» Records for processing

=-=-=

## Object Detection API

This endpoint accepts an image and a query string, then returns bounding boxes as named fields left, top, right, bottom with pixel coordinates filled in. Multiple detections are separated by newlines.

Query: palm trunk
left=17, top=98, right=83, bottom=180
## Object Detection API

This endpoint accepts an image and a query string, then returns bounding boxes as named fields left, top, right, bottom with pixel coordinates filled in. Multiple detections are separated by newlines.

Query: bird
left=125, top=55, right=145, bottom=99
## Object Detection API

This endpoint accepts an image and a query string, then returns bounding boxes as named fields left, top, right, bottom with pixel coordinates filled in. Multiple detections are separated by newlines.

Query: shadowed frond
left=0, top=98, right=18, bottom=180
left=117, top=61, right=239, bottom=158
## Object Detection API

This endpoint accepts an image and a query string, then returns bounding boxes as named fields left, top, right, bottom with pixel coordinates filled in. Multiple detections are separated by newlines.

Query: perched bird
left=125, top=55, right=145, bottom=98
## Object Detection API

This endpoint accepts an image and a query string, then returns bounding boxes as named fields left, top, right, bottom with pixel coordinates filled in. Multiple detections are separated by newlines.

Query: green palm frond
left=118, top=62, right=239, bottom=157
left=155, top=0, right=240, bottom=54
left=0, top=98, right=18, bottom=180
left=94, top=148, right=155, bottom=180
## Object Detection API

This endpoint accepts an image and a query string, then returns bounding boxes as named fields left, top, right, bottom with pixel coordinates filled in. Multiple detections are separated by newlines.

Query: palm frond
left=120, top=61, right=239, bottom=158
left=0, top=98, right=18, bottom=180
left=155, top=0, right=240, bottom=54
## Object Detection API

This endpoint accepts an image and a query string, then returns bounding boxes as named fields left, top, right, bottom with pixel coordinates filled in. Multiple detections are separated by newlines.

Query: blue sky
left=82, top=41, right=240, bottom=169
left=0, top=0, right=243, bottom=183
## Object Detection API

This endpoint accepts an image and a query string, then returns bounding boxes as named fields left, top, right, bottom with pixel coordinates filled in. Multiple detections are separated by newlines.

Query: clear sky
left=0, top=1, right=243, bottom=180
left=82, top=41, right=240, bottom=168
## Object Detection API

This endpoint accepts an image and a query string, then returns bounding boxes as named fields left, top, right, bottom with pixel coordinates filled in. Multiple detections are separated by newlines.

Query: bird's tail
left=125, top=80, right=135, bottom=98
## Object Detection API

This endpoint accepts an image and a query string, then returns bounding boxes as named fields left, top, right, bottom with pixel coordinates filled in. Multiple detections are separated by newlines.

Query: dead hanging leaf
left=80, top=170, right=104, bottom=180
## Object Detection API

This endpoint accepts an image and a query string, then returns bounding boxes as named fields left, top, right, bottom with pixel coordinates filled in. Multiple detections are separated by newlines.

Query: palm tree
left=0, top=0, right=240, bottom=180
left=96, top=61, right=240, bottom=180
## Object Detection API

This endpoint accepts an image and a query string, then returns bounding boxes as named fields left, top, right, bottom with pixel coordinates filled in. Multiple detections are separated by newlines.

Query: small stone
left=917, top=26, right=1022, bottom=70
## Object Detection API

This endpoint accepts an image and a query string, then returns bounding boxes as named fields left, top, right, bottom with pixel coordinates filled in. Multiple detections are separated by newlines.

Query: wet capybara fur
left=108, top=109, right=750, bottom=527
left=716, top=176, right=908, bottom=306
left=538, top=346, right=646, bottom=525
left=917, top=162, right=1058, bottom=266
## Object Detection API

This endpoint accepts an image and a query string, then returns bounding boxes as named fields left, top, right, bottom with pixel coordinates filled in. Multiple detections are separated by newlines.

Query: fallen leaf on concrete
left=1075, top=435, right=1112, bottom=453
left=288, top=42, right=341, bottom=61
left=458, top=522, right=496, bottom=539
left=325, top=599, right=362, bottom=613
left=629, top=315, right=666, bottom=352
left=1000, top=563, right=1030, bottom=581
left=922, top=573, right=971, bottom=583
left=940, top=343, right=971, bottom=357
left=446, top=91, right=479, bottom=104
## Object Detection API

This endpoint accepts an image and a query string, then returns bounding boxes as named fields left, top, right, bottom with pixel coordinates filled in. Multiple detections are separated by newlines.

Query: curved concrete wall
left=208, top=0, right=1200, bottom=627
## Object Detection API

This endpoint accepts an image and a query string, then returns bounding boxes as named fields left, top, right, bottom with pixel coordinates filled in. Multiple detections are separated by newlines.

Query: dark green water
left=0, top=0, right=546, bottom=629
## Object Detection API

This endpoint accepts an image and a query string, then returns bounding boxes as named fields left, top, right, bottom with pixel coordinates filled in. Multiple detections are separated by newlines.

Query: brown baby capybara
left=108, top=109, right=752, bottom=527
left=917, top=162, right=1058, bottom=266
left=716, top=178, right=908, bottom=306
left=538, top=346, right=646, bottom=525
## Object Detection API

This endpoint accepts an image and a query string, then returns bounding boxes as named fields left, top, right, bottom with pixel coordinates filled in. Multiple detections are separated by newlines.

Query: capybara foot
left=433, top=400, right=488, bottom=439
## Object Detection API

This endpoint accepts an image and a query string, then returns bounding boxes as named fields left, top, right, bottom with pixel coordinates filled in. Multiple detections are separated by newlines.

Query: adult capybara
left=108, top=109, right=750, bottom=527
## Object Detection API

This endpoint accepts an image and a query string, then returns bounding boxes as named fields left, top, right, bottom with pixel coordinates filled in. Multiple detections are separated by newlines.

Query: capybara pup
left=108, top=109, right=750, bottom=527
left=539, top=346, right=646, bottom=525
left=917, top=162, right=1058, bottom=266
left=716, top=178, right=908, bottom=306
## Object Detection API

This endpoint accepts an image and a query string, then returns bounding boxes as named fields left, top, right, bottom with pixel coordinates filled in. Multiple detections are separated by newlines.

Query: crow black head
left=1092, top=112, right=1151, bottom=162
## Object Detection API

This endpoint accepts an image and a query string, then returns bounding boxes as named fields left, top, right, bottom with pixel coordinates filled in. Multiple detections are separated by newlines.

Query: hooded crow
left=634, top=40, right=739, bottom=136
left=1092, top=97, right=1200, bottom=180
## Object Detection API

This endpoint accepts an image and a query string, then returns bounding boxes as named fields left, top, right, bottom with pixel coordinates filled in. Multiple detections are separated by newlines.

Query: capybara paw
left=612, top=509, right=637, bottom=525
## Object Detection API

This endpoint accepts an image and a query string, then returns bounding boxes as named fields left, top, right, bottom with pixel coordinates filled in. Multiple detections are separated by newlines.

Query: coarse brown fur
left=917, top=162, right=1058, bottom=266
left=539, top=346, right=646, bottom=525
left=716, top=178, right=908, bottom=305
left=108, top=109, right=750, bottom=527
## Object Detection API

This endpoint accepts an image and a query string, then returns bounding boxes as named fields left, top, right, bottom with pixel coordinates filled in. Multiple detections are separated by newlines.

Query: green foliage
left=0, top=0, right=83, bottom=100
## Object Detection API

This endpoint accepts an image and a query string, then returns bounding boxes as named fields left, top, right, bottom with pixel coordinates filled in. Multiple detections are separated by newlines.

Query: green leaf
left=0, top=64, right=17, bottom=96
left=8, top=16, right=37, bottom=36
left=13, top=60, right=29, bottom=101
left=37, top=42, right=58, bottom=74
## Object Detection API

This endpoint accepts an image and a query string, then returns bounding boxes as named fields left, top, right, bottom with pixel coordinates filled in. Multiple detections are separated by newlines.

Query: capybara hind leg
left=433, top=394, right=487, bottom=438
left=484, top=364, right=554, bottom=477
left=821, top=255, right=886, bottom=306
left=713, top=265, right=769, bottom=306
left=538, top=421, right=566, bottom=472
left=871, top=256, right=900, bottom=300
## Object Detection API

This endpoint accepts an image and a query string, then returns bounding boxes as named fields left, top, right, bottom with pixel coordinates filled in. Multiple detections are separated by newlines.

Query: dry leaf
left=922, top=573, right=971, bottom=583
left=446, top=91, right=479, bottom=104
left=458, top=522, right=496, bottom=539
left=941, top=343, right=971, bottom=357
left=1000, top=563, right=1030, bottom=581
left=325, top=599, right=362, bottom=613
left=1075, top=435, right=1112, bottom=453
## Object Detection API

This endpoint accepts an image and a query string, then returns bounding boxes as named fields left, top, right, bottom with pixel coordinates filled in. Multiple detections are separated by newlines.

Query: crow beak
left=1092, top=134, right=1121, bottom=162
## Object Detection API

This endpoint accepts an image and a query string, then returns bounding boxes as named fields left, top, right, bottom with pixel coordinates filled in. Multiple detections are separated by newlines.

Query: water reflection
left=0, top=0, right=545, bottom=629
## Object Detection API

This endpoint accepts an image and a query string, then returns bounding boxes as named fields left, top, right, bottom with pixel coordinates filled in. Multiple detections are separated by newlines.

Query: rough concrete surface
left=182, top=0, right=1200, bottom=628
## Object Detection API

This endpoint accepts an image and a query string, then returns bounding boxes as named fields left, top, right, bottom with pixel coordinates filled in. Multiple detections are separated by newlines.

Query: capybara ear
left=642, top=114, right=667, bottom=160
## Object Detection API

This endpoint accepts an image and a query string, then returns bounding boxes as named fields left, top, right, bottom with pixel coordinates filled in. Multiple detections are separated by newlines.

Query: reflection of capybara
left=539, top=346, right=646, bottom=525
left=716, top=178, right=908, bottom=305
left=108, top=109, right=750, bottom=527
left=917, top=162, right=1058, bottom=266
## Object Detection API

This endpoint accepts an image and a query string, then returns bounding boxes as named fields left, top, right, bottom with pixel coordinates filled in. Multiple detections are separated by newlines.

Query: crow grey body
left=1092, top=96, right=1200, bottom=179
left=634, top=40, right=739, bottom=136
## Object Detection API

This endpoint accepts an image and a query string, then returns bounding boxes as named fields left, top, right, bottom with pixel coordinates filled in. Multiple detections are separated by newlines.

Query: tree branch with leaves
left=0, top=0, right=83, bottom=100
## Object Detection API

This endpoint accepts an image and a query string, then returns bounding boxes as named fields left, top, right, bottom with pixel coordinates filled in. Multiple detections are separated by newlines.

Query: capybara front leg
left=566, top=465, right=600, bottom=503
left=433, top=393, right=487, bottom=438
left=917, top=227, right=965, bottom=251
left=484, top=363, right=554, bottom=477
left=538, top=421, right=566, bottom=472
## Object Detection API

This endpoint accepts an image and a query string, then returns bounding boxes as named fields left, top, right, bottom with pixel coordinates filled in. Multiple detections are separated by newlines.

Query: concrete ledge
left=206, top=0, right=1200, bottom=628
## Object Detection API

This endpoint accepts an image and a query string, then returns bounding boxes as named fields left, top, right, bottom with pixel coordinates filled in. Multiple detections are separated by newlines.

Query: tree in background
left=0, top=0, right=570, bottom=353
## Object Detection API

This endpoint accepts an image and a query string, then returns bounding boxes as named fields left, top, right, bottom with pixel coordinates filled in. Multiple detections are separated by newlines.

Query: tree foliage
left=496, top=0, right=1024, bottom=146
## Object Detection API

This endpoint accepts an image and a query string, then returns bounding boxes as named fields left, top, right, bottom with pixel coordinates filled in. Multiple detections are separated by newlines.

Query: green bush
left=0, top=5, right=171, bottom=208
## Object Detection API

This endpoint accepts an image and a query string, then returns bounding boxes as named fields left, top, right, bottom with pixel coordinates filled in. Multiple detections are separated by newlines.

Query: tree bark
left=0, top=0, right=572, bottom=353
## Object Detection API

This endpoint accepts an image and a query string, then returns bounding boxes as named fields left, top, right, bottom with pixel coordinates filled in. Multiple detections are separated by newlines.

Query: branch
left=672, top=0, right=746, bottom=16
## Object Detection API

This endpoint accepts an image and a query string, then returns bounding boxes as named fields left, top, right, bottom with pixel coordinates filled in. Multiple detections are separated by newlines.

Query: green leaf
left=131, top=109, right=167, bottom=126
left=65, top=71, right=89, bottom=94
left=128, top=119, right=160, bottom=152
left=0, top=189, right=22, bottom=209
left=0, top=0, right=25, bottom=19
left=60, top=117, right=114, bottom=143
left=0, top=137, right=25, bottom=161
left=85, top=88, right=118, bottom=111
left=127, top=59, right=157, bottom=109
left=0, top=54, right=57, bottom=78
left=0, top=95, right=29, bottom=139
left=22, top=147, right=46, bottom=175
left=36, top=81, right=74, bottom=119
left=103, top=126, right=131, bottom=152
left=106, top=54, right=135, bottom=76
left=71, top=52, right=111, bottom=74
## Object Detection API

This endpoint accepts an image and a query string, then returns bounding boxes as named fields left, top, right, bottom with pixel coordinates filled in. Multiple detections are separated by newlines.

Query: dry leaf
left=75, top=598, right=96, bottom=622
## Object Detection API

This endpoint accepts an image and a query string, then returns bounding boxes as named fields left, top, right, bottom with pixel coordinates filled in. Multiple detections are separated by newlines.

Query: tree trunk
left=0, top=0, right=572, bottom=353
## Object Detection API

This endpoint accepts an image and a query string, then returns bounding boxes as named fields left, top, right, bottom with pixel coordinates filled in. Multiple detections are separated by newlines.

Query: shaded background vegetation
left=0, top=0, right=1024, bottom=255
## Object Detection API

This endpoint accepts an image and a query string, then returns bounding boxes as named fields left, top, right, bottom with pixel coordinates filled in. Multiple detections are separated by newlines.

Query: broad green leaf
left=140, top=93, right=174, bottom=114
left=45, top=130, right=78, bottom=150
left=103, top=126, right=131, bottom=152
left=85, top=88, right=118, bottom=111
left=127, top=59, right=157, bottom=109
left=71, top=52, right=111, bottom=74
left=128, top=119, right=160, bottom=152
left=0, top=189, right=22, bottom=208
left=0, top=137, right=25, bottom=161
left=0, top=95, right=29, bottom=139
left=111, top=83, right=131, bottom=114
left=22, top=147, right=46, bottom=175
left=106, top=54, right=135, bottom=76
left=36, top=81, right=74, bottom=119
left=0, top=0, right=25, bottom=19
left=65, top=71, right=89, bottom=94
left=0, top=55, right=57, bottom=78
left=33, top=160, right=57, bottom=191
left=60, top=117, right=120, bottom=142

=-=-=

Extract each line of the data above that contains the word "water", and copy those lines in full.

Query: dark green water
Query: water reflection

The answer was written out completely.